PROVIDED PASSAGE:
The equals method for class Object implements the most discriminating possible equivalence relation on objects; that is, for any non-null reference values x and y, this method returns true if and only if x and y refer to the same object (x == y has the value true).

Note that it is generally necessary to override the hashCode method whenever this method is overridden, so as to maintain the general contract for the hashCode method, which states that equal objects must have equal hash codes.

hashCode

Returns a hash code value for the object. This method is supported for the benefit of hashtables such as those provided by java.util.HashMap or java.util.HashSet.

The general contract of hashCode is:

– Whenever it is invoked on the same object more than once during an execution of a Java application, the hashCode method must consistently return the same integer, provided no information used in equals comparisons on the object is modified. This integer need not remain consistent from one execution of an application to another execution of the same application.
– If two objects are equal according to the equals(Object) method, then calling the hashCode method on each of the two objects must produce the same integer result.
– It is not required that if two objects are unequal according to the equals(java.lang.Object) method, then calling the hashCode method on each of the two objects must produce distinct integer results. However, the programmer should be aware that producing distinct integer results for unequal objects may improve the performance of hashtables.

As much as is reasonably practical, the hashCode method defined by class Object does return distinct integers for distinct objects. (This is typically implemented by converting the internal address of the object into an integer, but this implementation technique is not required by the JavaTM programming language.)

Recommandations

Use the commons lang classes to help your code to be “nullsafe” and easier to implement :

– EqualsBuilder
– HashCodeBuilder

If you are using hibernate :
– use the getter to avoid “proxy issues”
– avoid using the id as equality (which isn’t always filled)
– read the faq

If you implement them… unit test your equals/hashCode
– There’s a EqualsHashCodeTestCase that you can extends in the junit-addons library
– note that there are also constraint for serialisation/clone
– don’t call hashCode() but toHashCode() on hashCodeBuilder
– avoid reflection based equals/hashCode.

RECORDED DATA:
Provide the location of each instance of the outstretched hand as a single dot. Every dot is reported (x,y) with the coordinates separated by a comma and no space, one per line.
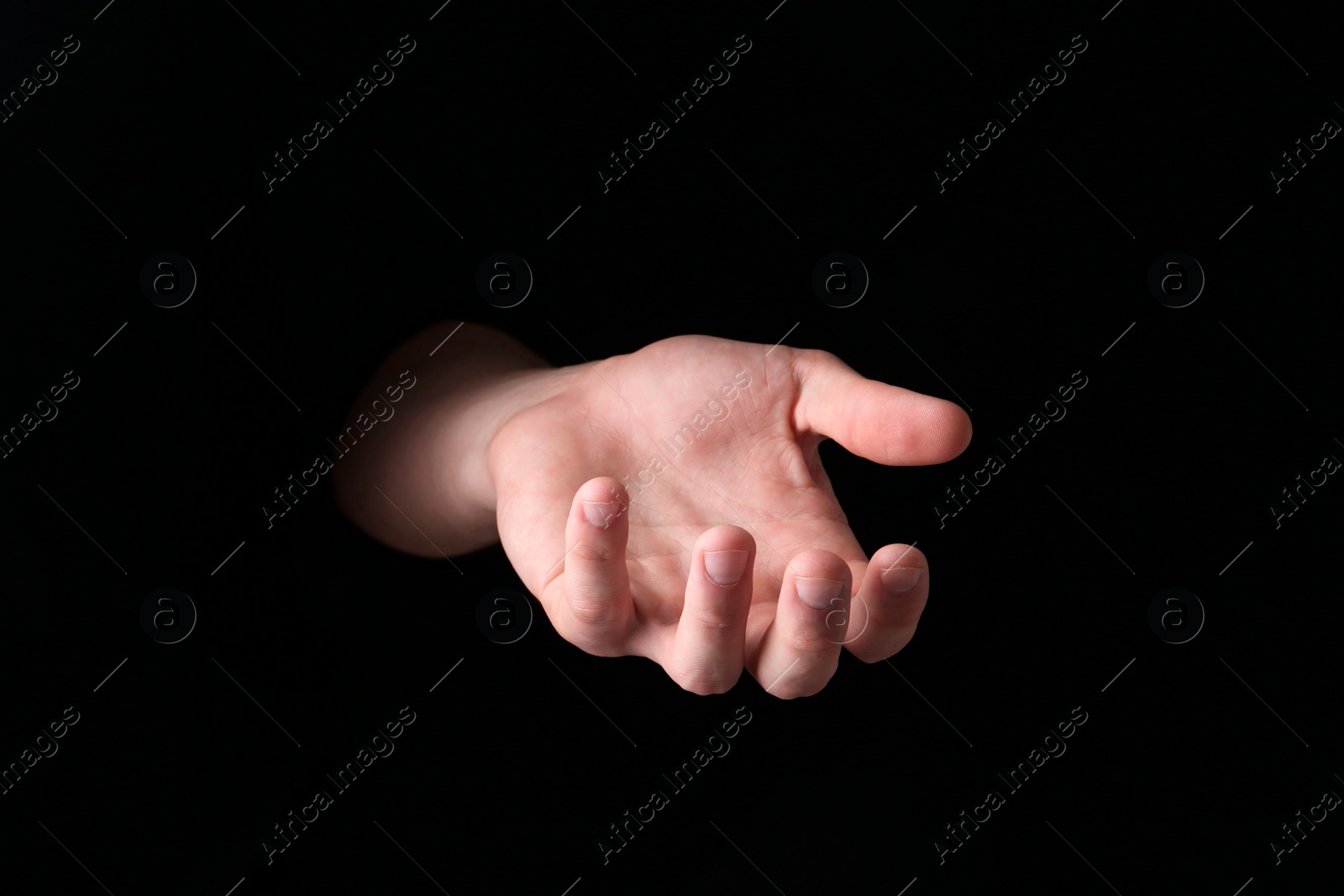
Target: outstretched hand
(671,504)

PROBLEMS AND TASKS:
[1] Reproduce the part of the passage on equals and hashCode that opens with the words containing "As much as is" and closes with "isn’t always filled)".
[2] According to the passage on equals and hashCode, which two classes are given as examples of hashtables that the hashCode method supports?
[3] List every recommendation that the passage on equals and hashCode gives for those using hibernate.
The lines come from a separate source and are not part of the passage on equals and hashCode.

ANSWERS BY TASK:
[1]
As much as is reasonably practical, the hashCode method defined by class Object does return distinct integers for distinct objects. (This is typically implemented by converting the internal address of the object into an integer, but this implementation technique is not required by the JavaTM programming language.)

Recommandations

Use the commons lang classes to help your code to be “nullsafe” and easier to implement :

– EqualsBuilder
– HashCodeBuilder

If you are using hibernate :
– use the getter to avoid “proxy issues”
– avoid using the id as equality (which isn’t always filled)

[2] java.util.HashMap and java.util.HashSet.

[3]
- Use the getter to avoid "proxy issues"
- Avoid using the id as equality (which isn't always filled)
- Read the faq